→ WHAT IS REQUIRED
The full set of records must be set down verbatim.

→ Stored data

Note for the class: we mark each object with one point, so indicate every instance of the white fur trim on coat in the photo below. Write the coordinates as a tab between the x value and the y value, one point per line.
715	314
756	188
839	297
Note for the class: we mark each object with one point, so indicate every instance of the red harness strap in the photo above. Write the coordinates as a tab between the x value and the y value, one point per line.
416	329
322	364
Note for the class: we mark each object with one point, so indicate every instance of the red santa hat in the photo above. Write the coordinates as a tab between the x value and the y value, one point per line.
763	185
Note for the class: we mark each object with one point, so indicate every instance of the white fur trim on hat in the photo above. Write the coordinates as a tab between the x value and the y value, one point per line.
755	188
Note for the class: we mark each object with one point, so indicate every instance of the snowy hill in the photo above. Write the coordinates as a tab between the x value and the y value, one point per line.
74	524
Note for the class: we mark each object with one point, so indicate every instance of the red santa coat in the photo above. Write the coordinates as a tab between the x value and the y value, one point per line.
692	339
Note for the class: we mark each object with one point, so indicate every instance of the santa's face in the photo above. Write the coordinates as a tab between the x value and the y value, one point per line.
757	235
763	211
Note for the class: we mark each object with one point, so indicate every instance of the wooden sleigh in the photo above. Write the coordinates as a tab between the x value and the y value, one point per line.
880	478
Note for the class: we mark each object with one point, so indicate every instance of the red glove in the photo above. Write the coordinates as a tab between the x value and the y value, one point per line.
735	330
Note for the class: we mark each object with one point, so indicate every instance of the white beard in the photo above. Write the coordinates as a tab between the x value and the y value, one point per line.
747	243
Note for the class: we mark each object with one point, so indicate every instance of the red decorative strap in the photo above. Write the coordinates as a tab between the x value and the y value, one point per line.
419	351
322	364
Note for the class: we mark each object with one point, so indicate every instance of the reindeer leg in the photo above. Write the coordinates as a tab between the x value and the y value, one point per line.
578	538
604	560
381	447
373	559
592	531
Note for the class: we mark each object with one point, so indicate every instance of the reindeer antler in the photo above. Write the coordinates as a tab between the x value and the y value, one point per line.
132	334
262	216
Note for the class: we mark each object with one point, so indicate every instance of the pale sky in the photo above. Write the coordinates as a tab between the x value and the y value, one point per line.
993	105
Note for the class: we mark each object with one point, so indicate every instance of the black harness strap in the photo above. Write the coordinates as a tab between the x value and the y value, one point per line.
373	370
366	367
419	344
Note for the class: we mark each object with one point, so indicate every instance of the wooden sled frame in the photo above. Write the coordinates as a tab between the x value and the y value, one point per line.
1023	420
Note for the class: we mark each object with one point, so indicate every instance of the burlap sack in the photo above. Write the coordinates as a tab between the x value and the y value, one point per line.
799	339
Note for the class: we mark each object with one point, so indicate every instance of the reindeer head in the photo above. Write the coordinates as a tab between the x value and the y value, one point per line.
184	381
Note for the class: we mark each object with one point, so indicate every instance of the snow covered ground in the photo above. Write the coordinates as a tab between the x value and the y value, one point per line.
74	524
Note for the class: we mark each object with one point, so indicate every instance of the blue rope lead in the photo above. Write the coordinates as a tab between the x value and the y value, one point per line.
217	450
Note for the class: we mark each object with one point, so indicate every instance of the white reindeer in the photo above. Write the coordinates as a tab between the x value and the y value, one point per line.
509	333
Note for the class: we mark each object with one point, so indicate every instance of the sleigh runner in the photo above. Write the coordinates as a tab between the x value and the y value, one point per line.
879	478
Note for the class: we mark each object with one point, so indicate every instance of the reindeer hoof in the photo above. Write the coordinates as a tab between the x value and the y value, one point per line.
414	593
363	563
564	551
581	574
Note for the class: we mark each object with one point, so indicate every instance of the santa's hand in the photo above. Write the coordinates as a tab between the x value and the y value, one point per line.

→ SOLUTION BELOW
Note for the class: we mark each object with one point, so indicate every instance of the white fur trim on coat in the photo below. Write the coordinates as a tab between the x value and the y value, one point per line.
715	314
756	188
839	297
Note for the class: we mark each object with one point, so indicate every instance of the red harness strap in the photo above. Write the coordinates as a tab between the x value and the y value, one point per line.
416	329
322	364
Note for the class: we mark each object with one point, so indicate every instance of the red santa hat in the photo above. Write the coordinates as a tab between the x value and the y value, one point per line.
763	185
Note for the class: we mark each object with one point, so indicate every instance of the white fur trim on hat in the photo above. Write the coordinates as a tab between the x value and the y value, one point per line.
755	188
Note for the class: we mark each object with one point, so indicate every instance of the snowy hill in the photo above. Write the coordinates as a tab between the x value and the y value, one point per line.
74	524
Note for the class: we mark each object with one point, so indicate every instance of the red santa coat in the photo above. Write the coordinates as a tab between the x value and the y value, one point per line.
692	339
Note for the class: we mark each object with one point, so indicate every instance of the santa's face in the photo above. Write the coordinates as a tab between the x value and the y value, one point per line.
757	235
763	211
Note for the class: we mark each object with one point, so indicate every instance of the wooden sleigh in the photo above. Write the coordinates as a tab between the x value and the y value, one point per line.
880	478
Note for the class: we mark each object with one point, so indicate every instance of the red glove in the photo above. Write the coordinates as a tab between the x value and the y value, one point per line.
735	330
Note for the class: we mark each object with one point, so indicate every instance of the white beard in the photo above. Write the coordinates as a tab between the x value and the y value, one point per line.
747	243
Note for the class: we mark each object with one point, so indicate every instance of the red decorative strap in the photo above. Write the coordinates as a tab between the x value and the y value, one point per line.
419	351
322	364
Note for the class: we mark each object with one point, so indicate every instance of the reindeer leg in the photo above. Write the coordinates as a tab between the x value and the y value, one point per line.
578	538
604	560
381	447
373	559
592	531
Note for the class: we mark each object with one point, so indicate every instance of the reindeer antler in the photo above. Write the coordinates as a tab between the x value and the y value, one point per line.
132	334
262	216
Note for the class: we mark each object with one point, so indicate every instance of the pale sky in the photo above. Write the coordinates as a tab between the x value and the y value, one point per line.
993	105
Note for the class: we mark each object with one point, so indicate every instance of the black harness strap in the photo above. Write the coordinates as a tab between the x value and the y value, one point per line.
373	370
366	367
419	344
Note for the class: we mark each object with one point, so indicate every instance of the wooden sled frame in the photo above. Write the coordinates as a tab between the x value and the y value, one point per line.
1023	420
Note for the class: we mark each object with one point, so indicate every instance of the burlap sack in the photo above. Write the coordinates as a tab between the x value and the y value, one point per line.
799	339
Note for the class: we mark each object with one point, so indicate every instance of the reindeer head in the photo above. Write the coordinates as a tab between the x value and the y value, one point per line.
184	381
Note for the class: we mark each object with one point, so indicate every instance of the snow covered ground in the photo above. Write the coordinates as a tab between the x value and the y value, one point per line.
74	524
Note for the class: we mark each object with one point, so indicate every instance of the blue rope lead in the photo above. Write the coordinates as a tab between the x value and the y value, one point per line.
217	450
Note for the class: we mark each object with one point, so indicate every instance of the white reindeer in the photo above. Write the coordinates as a tab between the x value and the y value, one point per line.
509	333
Note for the class: we mark each object with one point, so indicate every instance of the sleigh runner in the photo above. Write the coordinates as a tab between the x value and the y value, one point per line.
879	478
Note for the class: we mark each object with one point, so indicate every instance of the reindeer hoof in the photo above. Write the coordinates as a tab between the x value and the y value, one point per line.
414	593
363	563
564	551
581	574
Note for the class: we mark each object with one point, so indicate every instance of the santa's hand in the photo above. Write the coordinates as a tab between the x value and the y value, one point per line.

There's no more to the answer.